* EXTRAIT FOURNI
####################

M. le lieutenant-colonel Duménil du 4o d'infanterie met à la disposition de la Société cinquante soldats lorsqu'elle voudra entreprendre des fouilles.

Vif remerciment à M. Duménil.

M. l'abbé Daras dépose sur le bureau une note qu'il avait promise sur le cartulaire de Nogent-sous-Coucy.

Cartulaire de Nogent-sous-Coucy.

Il existe plusieurs cartulaires ou transcriptions d'anciens titres de l'important monastère de Nogent. Celui dont la Société doit communication à M. Grégoire de Coucy forme un in-4o de 225 pages, écrit sur papier et relié. C'est une copie assez moderne du grand cartulaire de l'abbaye, appelé Livre rouge. L'écriture, la couverture, le style ne permettent pas de faire remonter ce travail à plus d'un siècle; c'est l'œuvre de quelque moine (1) du siècle dernier qui aura fait cette copie pour lui, ou plutôt pour les historiens de l'ordre des Bénédictins qui amassaient partout alors les innombrables documents relatifs à leur histoire. Maintenant qu'est devenu l'original ou véritable Livre rouge? A-t-il péri à l'époque de la révolution? Dort-il ignoré sous la poussière dans

(1) Le copiste, dans une note, parlant d'un seigneur, l'appelle nos Sire.

####################

* ENTRÉES FOURNIES

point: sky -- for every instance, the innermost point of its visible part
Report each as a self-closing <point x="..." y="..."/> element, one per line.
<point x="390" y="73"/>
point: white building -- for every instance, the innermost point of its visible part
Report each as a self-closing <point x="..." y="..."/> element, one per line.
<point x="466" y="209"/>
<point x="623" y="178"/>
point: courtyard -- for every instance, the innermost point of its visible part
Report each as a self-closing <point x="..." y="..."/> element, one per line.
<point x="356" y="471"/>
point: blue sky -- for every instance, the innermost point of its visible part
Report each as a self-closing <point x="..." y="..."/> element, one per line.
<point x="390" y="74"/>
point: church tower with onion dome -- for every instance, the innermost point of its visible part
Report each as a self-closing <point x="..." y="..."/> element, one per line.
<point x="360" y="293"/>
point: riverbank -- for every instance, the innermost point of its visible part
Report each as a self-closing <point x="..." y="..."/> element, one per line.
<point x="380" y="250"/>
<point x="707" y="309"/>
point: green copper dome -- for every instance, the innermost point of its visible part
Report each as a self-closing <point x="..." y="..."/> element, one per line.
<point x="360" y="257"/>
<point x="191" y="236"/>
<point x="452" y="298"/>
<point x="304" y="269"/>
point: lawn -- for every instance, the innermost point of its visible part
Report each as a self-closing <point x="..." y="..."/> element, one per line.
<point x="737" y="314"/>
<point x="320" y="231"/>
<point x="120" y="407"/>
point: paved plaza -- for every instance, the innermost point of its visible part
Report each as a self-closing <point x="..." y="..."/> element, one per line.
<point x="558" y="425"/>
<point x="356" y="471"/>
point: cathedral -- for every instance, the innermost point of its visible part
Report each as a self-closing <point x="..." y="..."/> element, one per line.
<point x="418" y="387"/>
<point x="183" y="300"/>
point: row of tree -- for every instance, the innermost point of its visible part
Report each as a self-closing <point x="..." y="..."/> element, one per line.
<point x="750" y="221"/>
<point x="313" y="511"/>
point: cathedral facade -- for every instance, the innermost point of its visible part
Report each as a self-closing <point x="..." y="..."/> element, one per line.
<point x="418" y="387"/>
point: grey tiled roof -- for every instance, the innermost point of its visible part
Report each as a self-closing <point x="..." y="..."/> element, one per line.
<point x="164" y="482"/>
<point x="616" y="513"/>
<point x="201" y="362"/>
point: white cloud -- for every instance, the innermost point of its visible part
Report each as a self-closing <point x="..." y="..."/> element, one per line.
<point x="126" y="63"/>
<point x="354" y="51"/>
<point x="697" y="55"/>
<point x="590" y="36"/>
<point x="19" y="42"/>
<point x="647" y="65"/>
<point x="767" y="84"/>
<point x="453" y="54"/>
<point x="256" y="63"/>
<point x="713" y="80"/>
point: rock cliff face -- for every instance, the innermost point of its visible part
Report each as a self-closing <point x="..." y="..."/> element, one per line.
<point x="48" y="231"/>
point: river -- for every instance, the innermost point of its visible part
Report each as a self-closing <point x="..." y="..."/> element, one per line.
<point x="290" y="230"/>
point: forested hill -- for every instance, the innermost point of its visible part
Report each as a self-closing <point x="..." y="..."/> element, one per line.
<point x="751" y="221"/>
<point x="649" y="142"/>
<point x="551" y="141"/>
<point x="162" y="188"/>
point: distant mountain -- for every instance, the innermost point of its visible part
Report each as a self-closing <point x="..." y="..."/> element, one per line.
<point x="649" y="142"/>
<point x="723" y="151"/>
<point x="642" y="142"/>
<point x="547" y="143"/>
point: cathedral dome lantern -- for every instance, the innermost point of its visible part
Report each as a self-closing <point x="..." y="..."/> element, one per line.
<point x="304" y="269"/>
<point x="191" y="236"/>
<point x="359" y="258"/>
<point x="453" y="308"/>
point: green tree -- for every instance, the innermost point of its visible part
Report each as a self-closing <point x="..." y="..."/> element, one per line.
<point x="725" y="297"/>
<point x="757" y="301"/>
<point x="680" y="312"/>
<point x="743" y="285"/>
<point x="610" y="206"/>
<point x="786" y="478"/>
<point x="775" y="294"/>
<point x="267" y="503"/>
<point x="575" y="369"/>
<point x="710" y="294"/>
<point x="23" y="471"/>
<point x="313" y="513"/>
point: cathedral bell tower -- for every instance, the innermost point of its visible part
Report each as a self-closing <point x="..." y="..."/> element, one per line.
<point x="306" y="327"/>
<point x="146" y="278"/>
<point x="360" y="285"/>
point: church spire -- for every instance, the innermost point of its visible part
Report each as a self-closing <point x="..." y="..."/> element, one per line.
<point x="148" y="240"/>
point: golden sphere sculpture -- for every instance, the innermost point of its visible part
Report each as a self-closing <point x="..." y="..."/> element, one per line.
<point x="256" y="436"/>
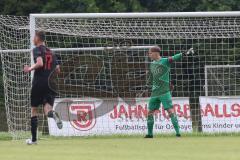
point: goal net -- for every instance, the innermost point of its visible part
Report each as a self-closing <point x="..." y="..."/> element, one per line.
<point x="102" y="87"/>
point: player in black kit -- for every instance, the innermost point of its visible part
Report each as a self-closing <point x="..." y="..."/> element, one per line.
<point x="45" y="63"/>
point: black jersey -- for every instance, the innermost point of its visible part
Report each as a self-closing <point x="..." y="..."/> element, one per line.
<point x="49" y="62"/>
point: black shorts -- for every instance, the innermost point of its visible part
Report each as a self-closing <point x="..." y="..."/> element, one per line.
<point x="41" y="93"/>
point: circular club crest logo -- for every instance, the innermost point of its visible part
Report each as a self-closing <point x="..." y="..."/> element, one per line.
<point x="84" y="117"/>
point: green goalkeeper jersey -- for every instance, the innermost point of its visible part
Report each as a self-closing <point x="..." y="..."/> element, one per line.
<point x="159" y="75"/>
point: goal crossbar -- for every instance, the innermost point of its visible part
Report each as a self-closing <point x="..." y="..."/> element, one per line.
<point x="81" y="49"/>
<point x="139" y="15"/>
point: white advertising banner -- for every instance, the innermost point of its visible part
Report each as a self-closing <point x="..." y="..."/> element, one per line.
<point x="82" y="117"/>
<point x="220" y="114"/>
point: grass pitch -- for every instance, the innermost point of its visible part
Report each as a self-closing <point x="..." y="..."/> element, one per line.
<point x="124" y="148"/>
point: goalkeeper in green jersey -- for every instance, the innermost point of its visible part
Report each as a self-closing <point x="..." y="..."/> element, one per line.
<point x="160" y="86"/>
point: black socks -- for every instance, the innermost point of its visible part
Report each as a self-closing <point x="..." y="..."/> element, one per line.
<point x="34" y="124"/>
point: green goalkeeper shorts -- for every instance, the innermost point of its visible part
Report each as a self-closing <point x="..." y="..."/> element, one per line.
<point x="165" y="99"/>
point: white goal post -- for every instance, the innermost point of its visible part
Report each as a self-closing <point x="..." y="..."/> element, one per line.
<point x="104" y="61"/>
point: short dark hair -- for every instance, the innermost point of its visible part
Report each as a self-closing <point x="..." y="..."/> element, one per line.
<point x="41" y="35"/>
<point x="155" y="49"/>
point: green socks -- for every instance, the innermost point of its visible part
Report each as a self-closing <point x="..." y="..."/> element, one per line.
<point x="150" y="122"/>
<point x="175" y="123"/>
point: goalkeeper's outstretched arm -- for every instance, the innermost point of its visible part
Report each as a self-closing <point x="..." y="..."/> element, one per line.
<point x="179" y="56"/>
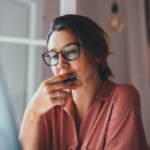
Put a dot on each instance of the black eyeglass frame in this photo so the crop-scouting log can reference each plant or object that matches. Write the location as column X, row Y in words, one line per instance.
column 77, row 44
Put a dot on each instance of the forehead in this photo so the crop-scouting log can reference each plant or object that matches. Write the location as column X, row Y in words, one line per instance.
column 59, row 39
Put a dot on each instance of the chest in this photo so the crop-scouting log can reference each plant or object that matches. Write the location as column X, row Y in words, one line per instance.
column 71, row 133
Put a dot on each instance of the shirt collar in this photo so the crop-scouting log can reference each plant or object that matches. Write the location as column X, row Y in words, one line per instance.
column 103, row 94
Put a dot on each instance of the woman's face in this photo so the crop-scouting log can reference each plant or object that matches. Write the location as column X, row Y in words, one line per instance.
column 58, row 40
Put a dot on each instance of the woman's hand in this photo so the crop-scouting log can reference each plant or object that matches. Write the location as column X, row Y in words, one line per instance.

####################

* SÉRIE D'EXERCICES
a) Reprenez le passage de l'extrait fourni en commençant par « M. le lieutenant-colonel » et en allant jusqu'à « à M. Duménil. », en substituant « trente soldats » à « cinquante soldats ».
b) D'après l'extrait fourni, pourquoi la copie du cartulaire de Nogent-sous-Coucy ne peut-elle pas remonter à plus d'un siècle ?

* RÉPONSES COMPLÈTES
a)
M. le lieutenant-colonel Duménil du 4o d'infanterie met à la disposition de la Société trente soldats lorsqu'elle voudra entreprendre des fouilles.

Vif remerciment à M. Duménil.

b) L'écriture, la couverture et le style de cette copie ne permettent pas de la faire remonter à plus d'un siècle. C'est donc une copie assez moderne du grand cartulaire de l'abbaye, appelé Livre rouge.